• _DATA EXTRACT_:
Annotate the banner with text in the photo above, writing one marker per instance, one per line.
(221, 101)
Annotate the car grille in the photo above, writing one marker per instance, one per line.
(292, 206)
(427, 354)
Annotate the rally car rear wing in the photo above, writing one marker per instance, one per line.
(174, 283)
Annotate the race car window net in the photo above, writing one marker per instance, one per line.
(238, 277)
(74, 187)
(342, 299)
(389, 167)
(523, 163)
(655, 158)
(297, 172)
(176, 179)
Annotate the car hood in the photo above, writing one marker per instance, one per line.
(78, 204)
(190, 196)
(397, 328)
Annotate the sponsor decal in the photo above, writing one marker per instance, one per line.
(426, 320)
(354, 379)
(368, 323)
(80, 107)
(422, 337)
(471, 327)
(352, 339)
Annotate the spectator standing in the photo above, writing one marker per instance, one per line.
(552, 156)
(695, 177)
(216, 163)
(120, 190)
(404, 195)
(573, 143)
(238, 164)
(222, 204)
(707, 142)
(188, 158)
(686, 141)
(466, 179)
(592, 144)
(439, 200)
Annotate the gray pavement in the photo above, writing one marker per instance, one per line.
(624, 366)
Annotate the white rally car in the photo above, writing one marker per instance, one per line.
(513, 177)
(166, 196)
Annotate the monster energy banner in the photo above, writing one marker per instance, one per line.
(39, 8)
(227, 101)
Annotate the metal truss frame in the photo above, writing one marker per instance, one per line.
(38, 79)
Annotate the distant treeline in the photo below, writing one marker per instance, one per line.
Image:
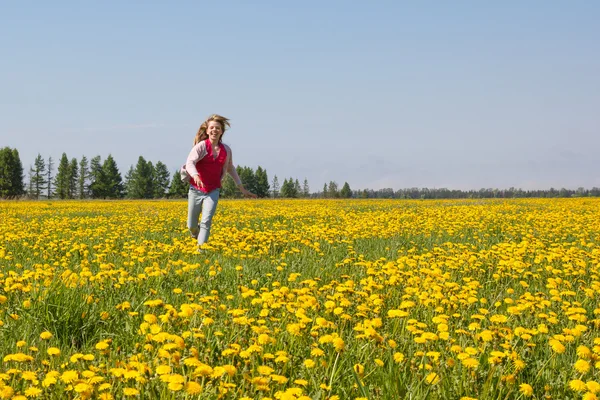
(443, 193)
(101, 179)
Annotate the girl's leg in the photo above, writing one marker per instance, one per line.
(209, 206)
(194, 208)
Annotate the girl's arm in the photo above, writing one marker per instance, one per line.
(197, 153)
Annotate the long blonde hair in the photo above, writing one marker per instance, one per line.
(202, 135)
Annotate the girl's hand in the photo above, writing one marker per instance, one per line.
(198, 182)
(247, 193)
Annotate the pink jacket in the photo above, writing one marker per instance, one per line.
(197, 153)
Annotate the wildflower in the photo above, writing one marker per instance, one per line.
(582, 366)
(193, 388)
(45, 335)
(69, 376)
(593, 386)
(557, 346)
(578, 385)
(359, 369)
(470, 362)
(432, 378)
(526, 389)
(33, 392)
(131, 392)
(53, 351)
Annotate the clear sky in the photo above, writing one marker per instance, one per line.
(462, 94)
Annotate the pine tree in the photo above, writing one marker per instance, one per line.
(247, 177)
(30, 185)
(84, 175)
(275, 190)
(141, 181)
(17, 177)
(61, 180)
(262, 182)
(97, 180)
(114, 185)
(332, 191)
(128, 182)
(346, 193)
(7, 164)
(285, 189)
(288, 189)
(161, 180)
(178, 188)
(73, 177)
(49, 177)
(37, 181)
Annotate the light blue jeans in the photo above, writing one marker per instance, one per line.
(207, 204)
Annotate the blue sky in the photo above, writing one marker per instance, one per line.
(460, 95)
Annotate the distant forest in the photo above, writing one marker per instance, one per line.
(102, 179)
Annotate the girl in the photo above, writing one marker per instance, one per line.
(205, 168)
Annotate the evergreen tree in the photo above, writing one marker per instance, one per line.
(346, 193)
(73, 177)
(49, 177)
(285, 189)
(114, 185)
(275, 187)
(288, 189)
(97, 180)
(30, 186)
(229, 189)
(11, 173)
(37, 181)
(161, 180)
(17, 175)
(262, 182)
(128, 182)
(332, 190)
(247, 177)
(141, 181)
(61, 180)
(305, 189)
(84, 175)
(178, 188)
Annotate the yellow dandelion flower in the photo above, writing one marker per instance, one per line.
(526, 389)
(432, 378)
(130, 392)
(53, 351)
(582, 366)
(193, 388)
(578, 385)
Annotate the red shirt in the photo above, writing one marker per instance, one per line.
(210, 168)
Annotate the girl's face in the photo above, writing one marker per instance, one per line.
(214, 131)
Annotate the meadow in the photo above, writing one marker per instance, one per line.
(301, 299)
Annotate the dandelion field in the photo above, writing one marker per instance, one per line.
(302, 299)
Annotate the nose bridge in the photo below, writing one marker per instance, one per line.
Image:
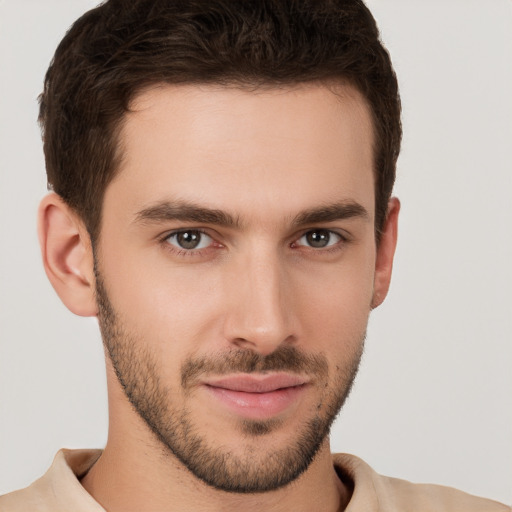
(261, 316)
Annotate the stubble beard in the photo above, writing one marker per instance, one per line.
(258, 469)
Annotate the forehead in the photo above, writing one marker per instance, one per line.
(280, 150)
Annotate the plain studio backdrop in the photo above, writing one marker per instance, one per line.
(433, 399)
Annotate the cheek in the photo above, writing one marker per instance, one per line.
(165, 307)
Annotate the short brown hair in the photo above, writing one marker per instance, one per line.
(122, 46)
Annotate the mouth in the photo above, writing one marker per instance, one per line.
(257, 397)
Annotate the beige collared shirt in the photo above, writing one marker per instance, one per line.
(59, 490)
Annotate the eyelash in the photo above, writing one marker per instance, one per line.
(164, 240)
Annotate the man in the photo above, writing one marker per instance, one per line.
(222, 174)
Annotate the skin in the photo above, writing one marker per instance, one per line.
(256, 286)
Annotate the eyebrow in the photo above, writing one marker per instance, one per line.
(185, 211)
(332, 212)
(190, 212)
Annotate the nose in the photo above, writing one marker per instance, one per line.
(261, 316)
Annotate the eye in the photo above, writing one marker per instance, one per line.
(319, 238)
(189, 240)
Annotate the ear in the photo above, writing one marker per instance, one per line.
(67, 255)
(386, 253)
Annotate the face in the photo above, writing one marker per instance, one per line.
(235, 273)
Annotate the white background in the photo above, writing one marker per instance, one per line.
(433, 400)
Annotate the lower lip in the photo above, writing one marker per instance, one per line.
(257, 406)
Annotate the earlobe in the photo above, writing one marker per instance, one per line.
(67, 255)
(385, 254)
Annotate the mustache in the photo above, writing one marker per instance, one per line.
(284, 358)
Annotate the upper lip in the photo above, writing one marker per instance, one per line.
(255, 383)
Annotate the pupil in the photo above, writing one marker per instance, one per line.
(318, 238)
(189, 239)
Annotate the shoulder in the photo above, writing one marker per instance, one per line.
(384, 494)
(58, 489)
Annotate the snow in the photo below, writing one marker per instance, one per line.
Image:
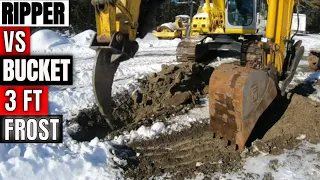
(95, 159)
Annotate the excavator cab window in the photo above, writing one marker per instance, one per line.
(240, 12)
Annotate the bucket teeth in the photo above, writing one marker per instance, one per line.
(237, 98)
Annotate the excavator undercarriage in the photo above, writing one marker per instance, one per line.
(238, 93)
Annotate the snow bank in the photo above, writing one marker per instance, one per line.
(45, 39)
(92, 160)
(49, 42)
(310, 42)
(84, 38)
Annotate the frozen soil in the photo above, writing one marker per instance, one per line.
(172, 91)
(194, 150)
(175, 90)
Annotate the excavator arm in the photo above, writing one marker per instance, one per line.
(239, 95)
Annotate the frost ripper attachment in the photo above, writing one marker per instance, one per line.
(117, 23)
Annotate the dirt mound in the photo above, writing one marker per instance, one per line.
(195, 150)
(300, 121)
(183, 153)
(172, 91)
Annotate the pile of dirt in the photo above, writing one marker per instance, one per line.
(182, 154)
(175, 89)
(300, 121)
(172, 91)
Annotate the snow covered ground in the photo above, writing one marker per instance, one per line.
(94, 160)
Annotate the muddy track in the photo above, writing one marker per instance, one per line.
(184, 153)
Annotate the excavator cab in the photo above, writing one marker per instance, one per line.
(240, 92)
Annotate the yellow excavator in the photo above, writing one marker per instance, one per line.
(238, 94)
(178, 29)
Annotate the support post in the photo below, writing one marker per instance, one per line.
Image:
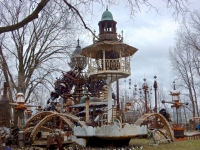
(87, 109)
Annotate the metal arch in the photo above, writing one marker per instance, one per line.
(62, 116)
(35, 116)
(162, 119)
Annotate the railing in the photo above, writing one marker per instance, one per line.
(99, 66)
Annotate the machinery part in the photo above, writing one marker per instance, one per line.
(148, 119)
(34, 119)
(51, 139)
(157, 136)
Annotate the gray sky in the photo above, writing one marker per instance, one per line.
(152, 34)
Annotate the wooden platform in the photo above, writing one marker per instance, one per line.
(44, 143)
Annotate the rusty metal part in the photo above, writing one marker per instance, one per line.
(165, 123)
(35, 117)
(42, 127)
(51, 139)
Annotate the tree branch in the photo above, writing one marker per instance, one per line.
(28, 19)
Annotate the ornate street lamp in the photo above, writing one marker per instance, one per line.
(145, 88)
(155, 85)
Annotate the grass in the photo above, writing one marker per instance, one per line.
(177, 145)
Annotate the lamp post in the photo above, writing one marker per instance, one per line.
(145, 88)
(155, 85)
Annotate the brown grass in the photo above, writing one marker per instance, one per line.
(177, 145)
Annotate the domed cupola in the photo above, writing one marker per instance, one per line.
(78, 61)
(107, 15)
(107, 27)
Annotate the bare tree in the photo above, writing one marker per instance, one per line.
(184, 70)
(31, 54)
(80, 7)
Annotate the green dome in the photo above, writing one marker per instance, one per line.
(107, 15)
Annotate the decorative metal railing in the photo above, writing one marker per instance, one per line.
(108, 65)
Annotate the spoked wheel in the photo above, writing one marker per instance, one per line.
(157, 122)
(156, 136)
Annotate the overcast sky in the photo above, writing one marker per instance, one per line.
(152, 34)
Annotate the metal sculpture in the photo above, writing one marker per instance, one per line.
(178, 129)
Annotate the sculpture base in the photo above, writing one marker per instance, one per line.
(98, 142)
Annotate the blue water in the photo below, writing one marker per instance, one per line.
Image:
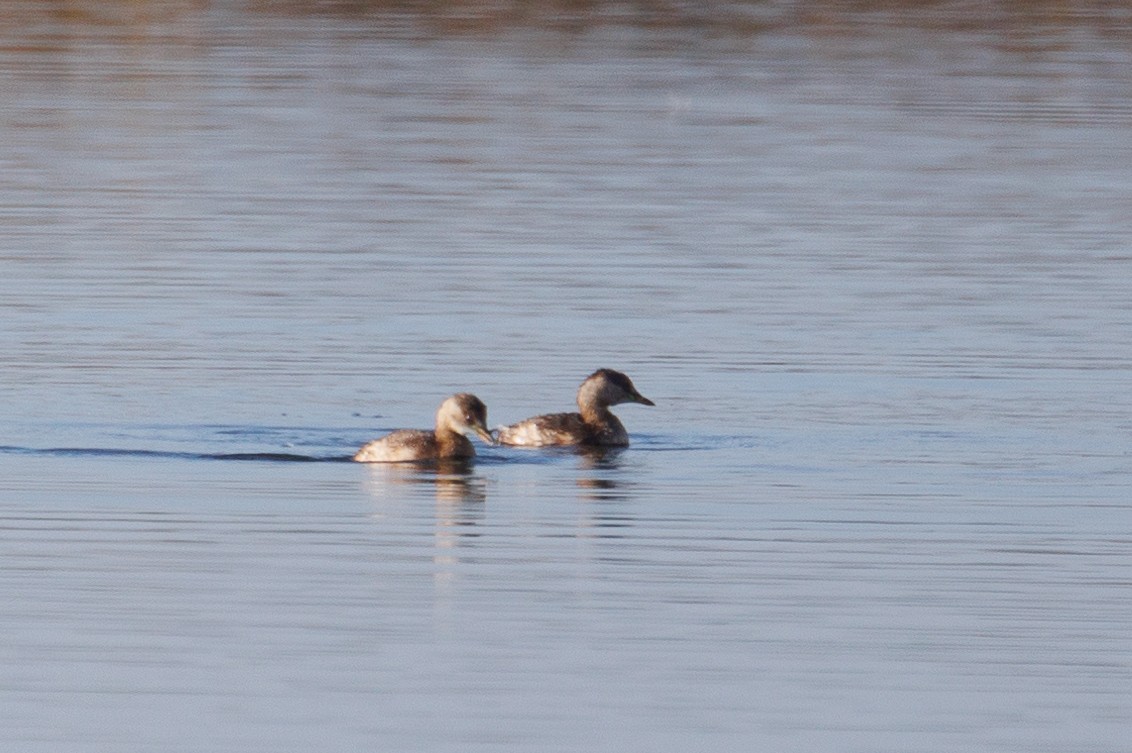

• _STATED TASK_: Output the line containing "Annotate the green" and each line after it, through the end of the material, exactly as given. No pictures belong in the output.

• _REPLY_:
Annotate the green dome in the photo above, writing one marker per instance, one per line.
(107, 15)
Annotate the decorative metal railing in the photo above, writing one marker per instance, one per line.
(108, 65)
Annotate the spoked wheel in the photo above, writing one marker per instance, one per line.
(157, 122)
(156, 136)
Annotate the overcast sky in the photo above, writing one marker per instance, one per line.
(152, 34)
Annotate the metal sculpture in the photo above, writing one marker per instance, one per line.
(178, 129)
Annotate the sculpture base in the photo above, writing one marker per instance, one per line.
(98, 142)
Annotate the blue water in the photo below, writing one marker per instance, one per line.
Image:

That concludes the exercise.